Given task :: Can you rewrite the stretch of lines from the one containing "white trim with" through the one containing "[[227, 314]]", changing "pointer" to "cursor" and keeping everything else the same? Return only those lines.

Input for this task ::

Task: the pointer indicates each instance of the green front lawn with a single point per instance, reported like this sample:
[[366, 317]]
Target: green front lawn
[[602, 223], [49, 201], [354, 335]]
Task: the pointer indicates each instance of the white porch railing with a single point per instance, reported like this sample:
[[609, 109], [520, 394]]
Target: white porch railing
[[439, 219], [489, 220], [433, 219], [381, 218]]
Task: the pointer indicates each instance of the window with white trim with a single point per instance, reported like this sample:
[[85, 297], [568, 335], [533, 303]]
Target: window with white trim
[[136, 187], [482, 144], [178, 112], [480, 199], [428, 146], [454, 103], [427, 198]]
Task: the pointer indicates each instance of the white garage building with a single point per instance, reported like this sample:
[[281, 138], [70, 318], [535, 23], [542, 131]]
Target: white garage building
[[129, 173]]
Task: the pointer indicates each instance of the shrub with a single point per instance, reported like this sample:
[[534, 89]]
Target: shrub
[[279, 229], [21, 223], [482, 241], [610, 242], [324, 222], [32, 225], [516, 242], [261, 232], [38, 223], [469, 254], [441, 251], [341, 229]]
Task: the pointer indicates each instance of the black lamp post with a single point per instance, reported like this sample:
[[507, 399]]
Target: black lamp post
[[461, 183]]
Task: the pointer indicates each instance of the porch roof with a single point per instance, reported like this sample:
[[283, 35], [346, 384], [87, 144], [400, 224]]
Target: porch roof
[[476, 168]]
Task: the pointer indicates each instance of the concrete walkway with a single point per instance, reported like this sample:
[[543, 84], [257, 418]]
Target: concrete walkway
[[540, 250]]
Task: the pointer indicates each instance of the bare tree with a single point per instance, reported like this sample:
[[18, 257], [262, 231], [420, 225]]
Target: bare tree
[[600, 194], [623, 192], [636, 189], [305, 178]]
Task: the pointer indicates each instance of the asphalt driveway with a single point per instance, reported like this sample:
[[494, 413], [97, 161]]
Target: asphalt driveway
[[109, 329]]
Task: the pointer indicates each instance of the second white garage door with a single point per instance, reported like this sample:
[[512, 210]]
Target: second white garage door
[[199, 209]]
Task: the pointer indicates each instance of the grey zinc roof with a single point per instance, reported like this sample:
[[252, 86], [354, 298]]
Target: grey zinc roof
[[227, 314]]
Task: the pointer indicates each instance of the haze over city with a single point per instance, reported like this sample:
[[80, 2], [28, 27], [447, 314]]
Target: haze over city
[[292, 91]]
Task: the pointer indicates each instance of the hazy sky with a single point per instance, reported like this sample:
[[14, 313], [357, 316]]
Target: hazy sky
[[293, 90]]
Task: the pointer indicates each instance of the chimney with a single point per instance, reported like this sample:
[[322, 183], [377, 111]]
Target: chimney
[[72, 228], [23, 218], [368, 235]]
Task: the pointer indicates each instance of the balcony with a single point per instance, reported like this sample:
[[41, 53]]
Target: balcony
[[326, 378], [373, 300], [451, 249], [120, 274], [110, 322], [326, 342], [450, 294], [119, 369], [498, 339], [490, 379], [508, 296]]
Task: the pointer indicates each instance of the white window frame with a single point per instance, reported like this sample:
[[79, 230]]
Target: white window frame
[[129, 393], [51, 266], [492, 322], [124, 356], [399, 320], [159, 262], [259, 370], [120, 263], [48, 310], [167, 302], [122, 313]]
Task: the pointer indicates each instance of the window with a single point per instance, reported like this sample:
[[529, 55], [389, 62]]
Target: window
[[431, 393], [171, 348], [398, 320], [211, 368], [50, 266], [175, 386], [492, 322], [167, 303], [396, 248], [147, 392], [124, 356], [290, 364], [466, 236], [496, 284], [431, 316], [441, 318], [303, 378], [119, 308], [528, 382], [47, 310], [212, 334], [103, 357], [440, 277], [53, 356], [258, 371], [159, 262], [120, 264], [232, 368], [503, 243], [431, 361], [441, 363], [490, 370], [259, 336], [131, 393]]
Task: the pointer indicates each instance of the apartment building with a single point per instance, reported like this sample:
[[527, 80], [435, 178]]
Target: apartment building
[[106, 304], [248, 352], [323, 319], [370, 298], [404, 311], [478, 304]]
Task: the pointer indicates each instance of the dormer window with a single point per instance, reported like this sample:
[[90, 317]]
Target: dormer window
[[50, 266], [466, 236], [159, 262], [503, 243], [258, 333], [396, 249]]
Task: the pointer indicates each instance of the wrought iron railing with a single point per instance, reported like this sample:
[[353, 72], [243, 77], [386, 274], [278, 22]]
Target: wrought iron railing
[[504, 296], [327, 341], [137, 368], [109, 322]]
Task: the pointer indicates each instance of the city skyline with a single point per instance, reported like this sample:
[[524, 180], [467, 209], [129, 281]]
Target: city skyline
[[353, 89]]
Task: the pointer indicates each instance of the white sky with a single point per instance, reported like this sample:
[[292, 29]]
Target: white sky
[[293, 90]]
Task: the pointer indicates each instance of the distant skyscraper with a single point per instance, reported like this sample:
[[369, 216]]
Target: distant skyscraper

Written solution ::
Task: the cursor indicates each instance of the window with white trim with a single point per instance, reported like this sample:
[[85, 297], [568, 335], [533, 303]]
Target: window with white trim
[[136, 187], [482, 144], [178, 112], [480, 199], [428, 146], [454, 103], [427, 198]]
Task: the cursor indicates each instance of the white garage building with a single point per instance, reported like this sample:
[[281, 138], [70, 318], [535, 23], [542, 131]]
Target: white garage building
[[129, 173]]
Task: the cursor indicates each instance of the shrub with a single point per instance, reported like this sample:
[[534, 89]]
Target: shrub
[[279, 229], [21, 223], [482, 241], [610, 242], [324, 222], [32, 225], [516, 242], [261, 232], [38, 223], [469, 254], [441, 251], [341, 229]]
Task: the cursor indicates each instance of the black lamp post with a single point per instance, reported like this sample:
[[507, 399]]
Target: black lamp post
[[461, 183]]
Task: the cursor indicates each instance of the porch roof with a single point per instance, reported like this sample:
[[283, 35], [346, 384], [87, 144], [400, 224]]
Target: porch roof
[[476, 168]]
Task: the cursor indicates each instance of the concrete walkway with a single point per instance, reported like this sample:
[[543, 84], [257, 418]]
Target: concrete walkway
[[540, 250]]
Task: the cursor indicates each instance of the bare tree with a single point per instance, reported like this sample:
[[18, 257], [262, 231], [420, 225]]
Target: bare tree
[[600, 194], [623, 192], [636, 189], [305, 178]]
Task: the cursor indicates each instance of the asphalt driveway with a single point per instance, reported like this sample:
[[494, 413], [97, 161]]
Target: asphalt driveway
[[109, 329]]
Task: the cursor indicates each instance of the second white garage door with a single point per instance, reported like this sample:
[[512, 210]]
Target: second white garage door
[[199, 209]]
Task: the cursor indicates each instance of the grey zinc roof with a single point per instance, reported like this sample:
[[252, 86], [354, 298]]
Target: grey zinc roof
[[227, 314]]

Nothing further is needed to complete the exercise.